:: THE DATA ::
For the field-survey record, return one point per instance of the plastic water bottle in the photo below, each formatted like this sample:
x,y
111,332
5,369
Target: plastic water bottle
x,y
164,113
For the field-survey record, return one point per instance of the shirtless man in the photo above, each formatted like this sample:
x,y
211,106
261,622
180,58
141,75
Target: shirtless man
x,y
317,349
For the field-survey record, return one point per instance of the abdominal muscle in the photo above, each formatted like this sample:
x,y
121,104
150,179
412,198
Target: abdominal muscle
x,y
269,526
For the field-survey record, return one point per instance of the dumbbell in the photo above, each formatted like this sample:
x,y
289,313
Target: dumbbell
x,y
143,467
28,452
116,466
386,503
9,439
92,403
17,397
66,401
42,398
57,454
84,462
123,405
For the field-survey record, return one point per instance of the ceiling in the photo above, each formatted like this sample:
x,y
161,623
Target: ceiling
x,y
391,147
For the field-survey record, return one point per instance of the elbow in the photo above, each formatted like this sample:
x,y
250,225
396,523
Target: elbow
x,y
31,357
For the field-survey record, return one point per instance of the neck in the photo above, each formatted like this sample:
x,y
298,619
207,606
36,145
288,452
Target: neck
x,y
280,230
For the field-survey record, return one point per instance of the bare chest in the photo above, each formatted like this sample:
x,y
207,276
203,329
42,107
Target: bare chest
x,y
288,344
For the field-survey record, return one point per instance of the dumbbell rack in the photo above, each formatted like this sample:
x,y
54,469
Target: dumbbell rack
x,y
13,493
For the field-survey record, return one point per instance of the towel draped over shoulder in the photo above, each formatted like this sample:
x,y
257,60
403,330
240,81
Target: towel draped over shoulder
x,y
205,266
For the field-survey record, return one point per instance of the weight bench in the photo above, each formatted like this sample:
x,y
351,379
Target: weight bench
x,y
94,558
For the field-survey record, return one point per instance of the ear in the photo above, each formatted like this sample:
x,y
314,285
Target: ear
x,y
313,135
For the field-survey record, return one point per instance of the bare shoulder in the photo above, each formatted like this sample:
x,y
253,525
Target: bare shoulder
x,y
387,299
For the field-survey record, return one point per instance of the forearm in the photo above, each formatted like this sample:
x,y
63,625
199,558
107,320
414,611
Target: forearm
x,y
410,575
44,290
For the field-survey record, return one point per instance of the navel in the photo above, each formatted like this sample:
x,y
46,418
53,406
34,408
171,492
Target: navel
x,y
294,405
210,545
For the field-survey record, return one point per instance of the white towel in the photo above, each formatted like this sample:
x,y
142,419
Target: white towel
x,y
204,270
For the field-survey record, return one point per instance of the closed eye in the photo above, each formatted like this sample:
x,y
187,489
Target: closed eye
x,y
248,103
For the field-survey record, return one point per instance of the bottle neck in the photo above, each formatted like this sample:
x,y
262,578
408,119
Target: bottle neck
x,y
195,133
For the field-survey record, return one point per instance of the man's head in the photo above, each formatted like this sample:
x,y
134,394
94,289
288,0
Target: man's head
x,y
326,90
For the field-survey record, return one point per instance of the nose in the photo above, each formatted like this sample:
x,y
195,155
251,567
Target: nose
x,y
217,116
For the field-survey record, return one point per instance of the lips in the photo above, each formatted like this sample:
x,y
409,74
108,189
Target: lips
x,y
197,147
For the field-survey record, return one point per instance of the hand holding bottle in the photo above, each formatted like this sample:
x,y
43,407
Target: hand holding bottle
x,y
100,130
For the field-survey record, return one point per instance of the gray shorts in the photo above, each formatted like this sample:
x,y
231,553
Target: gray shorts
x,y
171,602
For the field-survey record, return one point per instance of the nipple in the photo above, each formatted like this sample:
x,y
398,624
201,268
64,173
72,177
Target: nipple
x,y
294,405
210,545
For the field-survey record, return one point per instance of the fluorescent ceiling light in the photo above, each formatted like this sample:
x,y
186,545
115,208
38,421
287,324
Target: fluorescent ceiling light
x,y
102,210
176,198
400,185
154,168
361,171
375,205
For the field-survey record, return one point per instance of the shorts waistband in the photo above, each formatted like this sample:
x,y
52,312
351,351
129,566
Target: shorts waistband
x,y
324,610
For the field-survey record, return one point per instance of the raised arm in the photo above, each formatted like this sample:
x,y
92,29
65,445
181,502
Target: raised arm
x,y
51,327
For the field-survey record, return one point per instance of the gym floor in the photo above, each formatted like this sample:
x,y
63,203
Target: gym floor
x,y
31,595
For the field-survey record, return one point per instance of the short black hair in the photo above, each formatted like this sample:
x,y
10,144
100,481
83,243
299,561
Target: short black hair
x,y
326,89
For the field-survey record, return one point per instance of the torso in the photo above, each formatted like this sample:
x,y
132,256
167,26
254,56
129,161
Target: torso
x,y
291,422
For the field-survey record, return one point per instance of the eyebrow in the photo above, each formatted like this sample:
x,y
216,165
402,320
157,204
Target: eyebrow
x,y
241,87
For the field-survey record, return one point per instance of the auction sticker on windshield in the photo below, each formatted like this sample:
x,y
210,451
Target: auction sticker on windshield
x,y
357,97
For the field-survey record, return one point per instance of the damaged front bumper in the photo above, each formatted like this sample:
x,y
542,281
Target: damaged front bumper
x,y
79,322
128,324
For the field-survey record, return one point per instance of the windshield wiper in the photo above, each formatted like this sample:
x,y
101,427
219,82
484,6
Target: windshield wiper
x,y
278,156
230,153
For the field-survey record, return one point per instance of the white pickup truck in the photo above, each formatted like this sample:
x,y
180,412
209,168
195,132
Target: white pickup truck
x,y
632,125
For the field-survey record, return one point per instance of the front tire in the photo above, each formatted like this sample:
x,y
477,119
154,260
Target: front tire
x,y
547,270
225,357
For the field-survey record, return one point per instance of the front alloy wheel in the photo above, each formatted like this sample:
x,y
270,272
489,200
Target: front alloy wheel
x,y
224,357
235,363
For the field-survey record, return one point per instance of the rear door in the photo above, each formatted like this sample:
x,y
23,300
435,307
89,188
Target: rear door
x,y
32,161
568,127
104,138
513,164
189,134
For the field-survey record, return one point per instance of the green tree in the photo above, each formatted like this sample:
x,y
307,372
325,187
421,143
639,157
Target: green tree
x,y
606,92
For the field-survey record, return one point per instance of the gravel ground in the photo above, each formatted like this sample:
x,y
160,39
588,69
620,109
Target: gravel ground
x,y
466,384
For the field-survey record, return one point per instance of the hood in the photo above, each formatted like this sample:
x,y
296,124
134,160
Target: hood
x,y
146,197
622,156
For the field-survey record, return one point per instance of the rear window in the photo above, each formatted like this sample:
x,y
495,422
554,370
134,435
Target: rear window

:: PROBLEM DESCRIPTION ::
Write out the complete set of records exactly as given.

:: RESULT OF THIS EXERCISE ::
For the field-survey record, return one point per instance of the plastic water bottle in the photo below, each formatted like this sample:
x,y
111,332
5,369
Target: plastic water bottle
x,y
164,113
For the field-survey record, return one point per instance of the shirtless man in the photo above, each formatted like this sample:
x,y
211,106
261,622
180,58
141,75
Target: shirtless man
x,y
317,349
For the field-survey record, return one point per instance of the abdominal muscle in the photo above, each formatted like this sample:
x,y
121,104
150,179
412,198
Target: abdominal muscle
x,y
269,526
For the field-survey record, return one point per instance of the dumbbell in the photo above, each formatted like this sample:
x,y
289,313
Target: dumbbell
x,y
143,467
28,452
116,466
386,503
9,439
92,403
17,397
66,401
42,398
57,454
84,462
123,405
For the field-survey record, return one point per instance of the ceiling in the photo above, each formatted like this sample:
x,y
161,623
Target: ceiling
x,y
391,147
For the field-survey record, return one point per instance of the elbow in the photo above, each formatted like this sample:
x,y
250,225
396,523
Target: elbow
x,y
31,357
For the field-survey record, return one point per instance of the neck in the photo above, each formatted like this sample:
x,y
298,619
207,606
36,145
288,452
Target: neck
x,y
280,230
For the field-survey record, return one point per instance of the bare chest in the photo above, each formatted like this sample:
x,y
207,276
203,329
42,107
Target: bare chest
x,y
288,344
For the field-survey record, return one point per instance of the dumbbell rack in the photo above, each formatted like this sample:
x,y
54,469
Target: dumbbell rack
x,y
13,493
For the field-survey record, return one point per instance of the towel draped over shoulder in the photo above, each formatted like this sample:
x,y
257,60
403,330
240,81
Target: towel draped over shoulder
x,y
205,266
For the field-survey record, return one point per instance of the weight bench in the photo above, each formatted like this sample:
x,y
351,379
Target: weight bench
x,y
94,558
For the field-survey record, return one point per instance of the ear in the photo above, each formatted like this sample:
x,y
314,285
Target: ear
x,y
313,135
For the field-survey record, return one point per instance of the bare shoulder in the photo above, each formatted like this sample:
x,y
253,525
Target: bare shoulder
x,y
387,299
For the field-survey record, return one point per instance of the forearm in the photo above, each formatted like this sample:
x,y
63,625
199,558
107,320
414,611
Target: forearm
x,y
410,575
44,290
For the field-survey record, return one point per instance of the navel in the photo above, each formatted like this sample:
x,y
46,418
53,406
34,408
171,492
Target: navel
x,y
294,405
210,545
For the field-survey record, return one point per instance of the white towel in the photo above, each formatted like this sample:
x,y
142,419
Target: white towel
x,y
204,270
For the field-survey record, return one point per instance of the closed eye in the photo above, each formatted like this sample:
x,y
187,489
Target: closed eye
x,y
248,103
For the field-survey record, return one point per instance of the bottle neck in the photo above, each formatted like this sample:
x,y
262,578
408,119
Target: bottle neck
x,y
195,133
For the field-survey record, return one point per instance of the man's head in the photo above, each formatted like this sample:
x,y
134,394
94,289
288,0
Target: man's head
x,y
326,90
For the field-survey record, return one point per instance of the nose in the photo above, each formatted like this sample:
x,y
195,155
251,567
Target: nose
x,y
217,116
For the field-survey record, return one point per instance of the lips in the photo above, each formatted like this sample:
x,y
409,74
108,189
Target: lips
x,y
197,147
For the field-survey record, return one point per instance of the hand holding bottle in the photo above, each formatted like this sample:
x,y
43,407
Target: hand holding bottle
x,y
100,130
For the field-survey record, return one point per instance of the gray shorts in the photo above, each formatted like this sample:
x,y
231,553
Target: gray shorts
x,y
171,602
For the field-survey record, return one point per instance of the nipple in the photo above, each formatted like this sample:
x,y
398,624
201,268
64,173
72,177
Target: nipple
x,y
294,405
210,545
For the field-survey record, return one point per instance of the fluorescent ceiling light in the photo above, each formatted like this sample:
x,y
186,545
115,208
38,421
287,324
Target: fluorescent ceiling light
x,y
102,210
176,198
400,185
154,168
361,171
375,205
For the field-survey record, return one point per instance of the shorts waistband in the photo above, each formatted like this sample:
x,y
52,312
351,351
129,566
Target: shorts waistband
x,y
324,610
For the field-survey record, return one point per instance of the raised arm in the photo above, each formatted like this sample:
x,y
92,29
65,445
181,502
Target: raised arm
x,y
51,327
For the field-survey record, return one point per instance of the gym floor in the photo above, each formatted like this sample:
x,y
63,203
Target: gym floor
x,y
31,595
For the field-survey record, return one point per instance of the short black hair in the photo above, each formatted like this sample:
x,y
10,144
100,481
83,243
299,561
Target: short black hair
x,y
326,89
For the field-survey record, return one point per instance of the torso in the photo above, each formatted like this sample:
x,y
132,256
167,26
254,56
129,161
Target: torso
x,y
291,422
For the field-survey record, return one point per instance of the eyebrow in the photo above, each formatted like this sample:
x,y
216,165
402,320
157,204
Target: eyebrow
x,y
241,87
For the field-survey record, return one point per instance of the auction sticker on windshield in the photo below, each formatted like this sample:
x,y
210,451
Target: auction sticker on windshield
x,y
357,97
For the field-survey record, return one point per instance of the damaged front bumper in the photo above, each formatted like this sample:
x,y
542,281
Target: damaged front bumper
x,y
79,322
128,324
For the field-survey record, return one point per instance of the windshield wiper in the photo above, each formatted like this sample:
x,y
101,427
219,82
484,6
Target: windshield wiper
x,y
278,156
230,153
For the field-survey record, return one point per instance of the white pickup truck in the photo above, each formatted like this sample:
x,y
180,412
209,168
195,132
Target: white pickup truck
x,y
632,125
For the field-survey record, return one point per instance of the front tire in the photo above, each formatted like this sample:
x,y
477,119
154,260
Target: front tire
x,y
547,270
225,357
For the field-survey record, return one point per instance of the front alloy wheel in the photo above, each formatted like this sample:
x,y
270,272
489,200
Target: front alloy wheel
x,y
224,357
235,363
For the field-survey record, return one point per instance of the rear door in the photo above, each formatted like this sample:
x,y
23,300
435,307
89,188
Target: rear door
x,y
32,161
568,127
104,138
513,164
189,134
For the field-survey record, return one point per instance of the green tree in the photo above, each formatted like this sample:
x,y
307,372
325,187
421,143
639,157
Target: green tree
x,y
606,92
For the field-survey record, return one point per instance of the gravel ground in the photo above, each formatted like this sample:
x,y
160,39
588,69
620,109
Target: gravel ground
x,y
466,384
For the field-survey record, return one point per instance of the hood in the photo above, each formatted like this sample:
x,y
296,124
134,160
Target: hood
x,y
146,197
622,156
For the field-survey record, return one point per instance of the rear window in the photo above, each formatted like this sample:
x,y
495,422
554,370
134,435
Target: rear window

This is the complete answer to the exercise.